• Texto:
* * * * * * *

Grupo de sócios do Clube Amigos do Western;
quase todos repudiavam os westerns-spaghetti

    Nesta enquete 22 dos participantes foram membros do CAW e dentre os 220 filmes apontados por eles apenas quatro eram da safra westerns-spaghetti: “C’Era una Volta Il West” (votos de Giulio Cesare de Castro Pandolfi e Joaquim Romão Gomes); “Por um Punhado de Dólares” (voto de Osvaldo Poitier de Paulo) e “O Vingador Silencioso” (voto de Darci Fonseca). Nem mesmo a presença de Clint Eastwood na trilogia dirigida por Sergio Leone comoveu os programadores do clube a exibir tais filmes, até porque nenhum sócio se atrevia a solicitar tal programação. Por outro lado, entre os demais 54 participantes da enquete, num total de 540 filmes indicados, houve 56 menções a westerns-spaghetti, ou seja, eles foram citados em média de um por lista. A maior parte dessas citações foram para “C’Era Una Volta Il West” e para “Três Homens em Conflito”, unanimidades como os melhores Made-in-Italy de todos os tempos nesta enquete. E o resultado apontado por estes números evidenciam um radicalismo exacerbado por parte do grupo de participantes que pertenceu à mais antiga e maior confraria de fãs de faroestes do Brasil. No meu entender, como todo radicalismo, leva mais à perda do que a algum ganho.

 

Osvaldo 'Poitier' de Paulo, um dos raros cinéfilos
do CAW que não rejeitavam westerns-spaghetti

    Eu conheço cinéfilo apreciador de westerns que jamais assistiu a um western-spaghetti, recusando-se a assisti-los. É o caso típico do absurdo ‘não vi e não gostei’. Um dos argumentos daqueles que não apreciam westerns-spaghetti é que exceto meia dúzia de títulos o que sobra é um conjunto de faroestes muito ruins, o que é um risível exagero e que remete à conhecida frase de Sergio Leone: “Dizem que eu sou o pai dos spaghettis. Se isso é verdade, sou o pai de um monte de filhos-da-puta”. A produção de faroestes norte-americanos é incomparavelmente maior que os 500 exemplares italianos produzidos. E nem todos os westerns rodados na América chegam próximos dos grandes clássicos de John Ford, Anthony Mann, Sam Peckinpah, John Sturges e outros mais. Faroestes ruins existem dos dois lados. Ao criar o blog tive contato com um tipo de seguidores com profundo conhecimento de faroestes, inteligentes, cultos e, posso dizer, de gosto apurado. Em comum todos eles tinham o fato de gostar igualmente dos westerns produzidos nos Estados Unidos e dos chamados westerns-spaghetti. Vinicius Le Marc, Joailton de Carvalho, Edelzio Sanches, Aprigio Alves de Oliveira e Thomaz Antônio de Freitas são alguns deles, a quem agradeço a paciência e perseverança nos tantos debates que travamos neste Westerncinemania.

* * * * * * *

• Suas tarefas:
(a) No texto sobre os westerns-spaghetti, por que os programadores do CAW não exibiam os filmes da trilogia de Sergio Leone, mesmo com Clint Eastwood no elenco? Responda em até três frases.
(b) Dê continuidade ao texto sobre os westerns-spaghetti a partir da última frase apresentada.

• Trecho do material:
* * * * * * *

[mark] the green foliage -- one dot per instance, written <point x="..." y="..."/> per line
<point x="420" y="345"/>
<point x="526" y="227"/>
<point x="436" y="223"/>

* * * * * * *

• Tarefas resolvidas:
(a) Os programadores não exibiam os filmes porque nenhum sócio do clube se atrevia a pedir essa programação. Nem a presença de Clint Eastwood na trilogia de Sergio Leone bastou para convencê-los.

(b)
 

Sergio Leone, considerado o pai dos westerns-spaghetti

          Como compensar a presença desse numeroso grupo de amigos do blog refratários aos westerns-spaghetti? E não falo apenas dos que pertenceram ao CAW, mas também dos muitos que igualmente não simpatizavam com os filmes de Leone, Corbucci, Solima, Enzo Barboni, Gianfranco Parolini, Ferdinando Baldi e outros. A fórmula que encontrei foi acrescentar à enquete quatro listas de aficionados por faroestes, todos os quatro especilizados em westerns-spaghetti. Essas listas foram publicadas no livro “Once Upon a Time in the Italian West”, de autoria do norte-americano Howard Hughes (não confundir com o milionário aviador diretor de “O Proscrito” (The Outlaw, 1946). Abaixo breve apresentação de cada um dos quatro cinéfilos que tiveram suas listas publicadas no livro de Hughes:

 

  ‘Sir” Christopher Frayling, inglês, historiador, escritor, crítico e Reitor do Royal College of Arts de Londres. Com mais de 20 livros publicados sobre Literatura, História, Educação e Cinema, merecem destaque ‘Sergio Leone, Something to do with Death’, ‘Clint Eastwood’, ‘American Westerners’ e ‘Mad, Bad and Dangerous: The Scientist and the Cinema’.

         Alex Cox, inglês, escritor, diretor, ator, documentarista e apresentador. Dirigiu “Sid and Nancy”, “Straight to Hell” e “Repo Man”, entre outros. Cox escreveu diversos livros, merecendo destaque “10,000 Ways to Die: A Director's Take on the Spaghetti Western”.

         Tom Betts, norte-americano, editor do fanzine ‘Western All’Italiana, publicado na California desde 1983.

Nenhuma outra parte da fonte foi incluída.